_PROBLEM DESCRIPTION_: Print out the entries below with no edits.

********************

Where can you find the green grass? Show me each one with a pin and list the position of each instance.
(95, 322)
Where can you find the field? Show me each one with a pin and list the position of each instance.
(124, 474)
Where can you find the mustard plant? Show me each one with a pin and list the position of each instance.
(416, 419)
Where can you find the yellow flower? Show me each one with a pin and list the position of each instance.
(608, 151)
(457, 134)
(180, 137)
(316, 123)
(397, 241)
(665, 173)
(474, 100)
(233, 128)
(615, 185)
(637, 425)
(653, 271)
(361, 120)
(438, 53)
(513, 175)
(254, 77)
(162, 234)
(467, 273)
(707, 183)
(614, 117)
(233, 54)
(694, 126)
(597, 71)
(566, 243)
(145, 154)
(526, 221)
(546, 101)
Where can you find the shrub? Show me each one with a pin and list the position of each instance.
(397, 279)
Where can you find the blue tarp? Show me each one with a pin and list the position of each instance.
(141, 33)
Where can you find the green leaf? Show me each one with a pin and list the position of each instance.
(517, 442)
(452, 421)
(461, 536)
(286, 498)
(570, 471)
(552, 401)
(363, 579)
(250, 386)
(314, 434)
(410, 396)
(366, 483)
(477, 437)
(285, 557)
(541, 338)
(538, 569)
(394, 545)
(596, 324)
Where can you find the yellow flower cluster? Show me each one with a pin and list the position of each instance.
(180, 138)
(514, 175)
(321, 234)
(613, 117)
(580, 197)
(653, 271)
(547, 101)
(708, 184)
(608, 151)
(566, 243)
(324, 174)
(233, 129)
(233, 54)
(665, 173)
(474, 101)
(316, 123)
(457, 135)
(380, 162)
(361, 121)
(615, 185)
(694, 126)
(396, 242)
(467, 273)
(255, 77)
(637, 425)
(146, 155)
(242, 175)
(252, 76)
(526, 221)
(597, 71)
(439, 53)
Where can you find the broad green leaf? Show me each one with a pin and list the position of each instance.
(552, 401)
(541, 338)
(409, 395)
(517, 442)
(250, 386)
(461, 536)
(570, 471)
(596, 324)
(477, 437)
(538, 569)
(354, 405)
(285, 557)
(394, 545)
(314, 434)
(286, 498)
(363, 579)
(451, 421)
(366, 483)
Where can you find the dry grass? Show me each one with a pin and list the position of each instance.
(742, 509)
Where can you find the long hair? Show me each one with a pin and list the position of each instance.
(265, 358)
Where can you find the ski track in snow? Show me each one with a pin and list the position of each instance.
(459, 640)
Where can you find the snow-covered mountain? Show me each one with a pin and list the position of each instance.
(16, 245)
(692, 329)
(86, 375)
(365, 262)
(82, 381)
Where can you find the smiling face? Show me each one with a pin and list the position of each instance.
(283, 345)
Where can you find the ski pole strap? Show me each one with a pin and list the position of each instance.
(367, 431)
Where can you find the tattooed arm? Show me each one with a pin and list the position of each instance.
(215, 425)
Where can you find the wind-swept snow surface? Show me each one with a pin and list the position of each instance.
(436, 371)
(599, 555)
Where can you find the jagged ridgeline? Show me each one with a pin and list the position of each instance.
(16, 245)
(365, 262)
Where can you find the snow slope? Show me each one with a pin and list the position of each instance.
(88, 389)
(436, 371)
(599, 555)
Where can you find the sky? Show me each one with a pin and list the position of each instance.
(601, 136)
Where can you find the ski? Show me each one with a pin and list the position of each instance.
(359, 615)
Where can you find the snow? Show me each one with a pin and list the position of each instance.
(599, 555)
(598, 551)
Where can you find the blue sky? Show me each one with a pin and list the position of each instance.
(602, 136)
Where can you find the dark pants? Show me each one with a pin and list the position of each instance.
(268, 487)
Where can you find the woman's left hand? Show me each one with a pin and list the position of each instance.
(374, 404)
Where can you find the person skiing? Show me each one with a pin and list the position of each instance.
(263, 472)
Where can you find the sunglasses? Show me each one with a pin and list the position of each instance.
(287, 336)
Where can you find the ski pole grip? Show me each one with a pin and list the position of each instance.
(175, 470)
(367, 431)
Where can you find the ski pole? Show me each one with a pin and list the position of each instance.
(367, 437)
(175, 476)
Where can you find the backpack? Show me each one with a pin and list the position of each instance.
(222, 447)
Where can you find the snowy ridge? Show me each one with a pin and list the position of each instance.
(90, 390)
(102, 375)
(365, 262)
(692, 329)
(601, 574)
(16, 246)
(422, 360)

********************

_ANSWER FOR THIS EXERCISE_:
Where can you find the green grass? Show me each one with a pin and list the position of each instance.
(95, 322)
Where can you find the field? Show me each one with a pin and list the position of each instance.
(124, 474)
Where can you find the mustard plant? Show me each one with a pin and list the position of each instance.
(416, 419)
Where can you find the yellow flower? Show me each one with a pin and list the position of each instance.
(608, 151)
(457, 134)
(180, 137)
(316, 123)
(397, 241)
(665, 173)
(474, 100)
(233, 128)
(615, 185)
(637, 425)
(653, 271)
(361, 120)
(438, 53)
(513, 175)
(254, 77)
(162, 234)
(467, 273)
(707, 183)
(614, 117)
(233, 54)
(694, 126)
(597, 71)
(566, 243)
(145, 154)
(526, 221)
(546, 101)
Where can you find the shrub? Show me each one with a pin and list the position of each instance.
(397, 279)
Where can you find the blue tarp? Show me each one with a pin and list the position of each instance.
(141, 33)
Where can you find the green leaf? Show me each one with a pin and list the position of each instance.
(517, 442)
(452, 421)
(461, 536)
(286, 498)
(570, 471)
(552, 401)
(363, 579)
(250, 386)
(314, 434)
(410, 396)
(366, 483)
(477, 437)
(285, 557)
(541, 338)
(538, 569)
(394, 545)
(596, 324)
Where can you find the yellow flower cluster? Show me each one with a pin and list the position of each instance.
(180, 138)
(514, 175)
(321, 234)
(613, 117)
(580, 197)
(653, 271)
(547, 101)
(708, 184)
(608, 151)
(566, 243)
(324, 174)
(233, 129)
(233, 54)
(665, 173)
(474, 101)
(316, 123)
(457, 135)
(380, 162)
(361, 121)
(615, 185)
(694, 126)
(396, 242)
(467, 273)
(255, 77)
(637, 425)
(146, 155)
(242, 175)
(252, 76)
(526, 221)
(597, 71)
(439, 53)
Where can you find the broad green leaf? Show me each one with a pin and list the position of each instance.
(552, 401)
(541, 338)
(409, 395)
(517, 442)
(250, 386)
(461, 536)
(570, 471)
(596, 324)
(477, 437)
(538, 569)
(354, 405)
(285, 557)
(394, 545)
(314, 434)
(286, 498)
(363, 579)
(451, 421)
(366, 483)
Where can you find the dry grass? Show me each one with a pin and list the position of each instance.
(742, 509)
Where can you find the long hair? Show me each one with a pin and list the position of each instance.
(265, 358)
Where can you find the ski track in snow? Show me each one with a pin and list the position of each instance.
(459, 640)
Where can you find the snow-covered mountain? Show me each one with a pin and list the position of each instance.
(16, 245)
(692, 329)
(86, 375)
(365, 262)
(82, 381)
Where can you find the smiling face? Show me each one with a pin and list the position of each instance.
(283, 345)
Where can you find the ski pole strap? Show me each one with a pin and list the position of each instance.
(367, 431)
Where can you find the tattooed arm? Show me each one with a pin and list the position of each instance.
(215, 425)
Where can you find the wind-swept snow surface? Show me each one with a pin and list the position of each instance.
(436, 371)
(599, 555)
Where can you find the jagged ridgeline? Show me each one with a pin and list the position of each instance.
(16, 245)
(365, 262)
Where can you find the snow slope? Show me each one with a pin and list the position of each instance.
(88, 389)
(436, 371)
(599, 555)
Where can you find the sky? Show me each one with a pin and list the position of each instance.
(601, 136)
Where can you find the ski? Show me each one with a pin and list the position of each instance.
(359, 615)
Where can you find the snow? Show me each one with a pin and list the position of each instance.
(599, 555)
(598, 551)
Where can you find the blue sky? Show me each one with a pin and list the position of each instance.
(602, 136)
Where can you find the dark pants? Show me each one with a pin and list the position of each instance.
(268, 487)
Where can you find the woman's left hand? Show me each one with a pin and list the position of each instance.
(374, 404)
Where can you find the person skiing? Show me each one with a pin and list the position of each instance.
(263, 472)
Where can you find the sunglasses? Show me each one with a pin and list the position of each instance.
(287, 336)
Where can you find the ski pole grip? Show me each one with a pin and list the position of each instance.
(175, 470)
(367, 431)
Where can you find the ski pole? Show me each one with a pin and list the position of each instance.
(367, 437)
(175, 476)
Where can you find the backpack? Show me each one with a pin and list the position of each instance.
(222, 447)
Where can you find the snowy ridge? Show me each one with a pin and list the position of each instance.
(90, 390)
(102, 375)
(365, 262)
(692, 329)
(601, 574)
(16, 246)
(422, 360)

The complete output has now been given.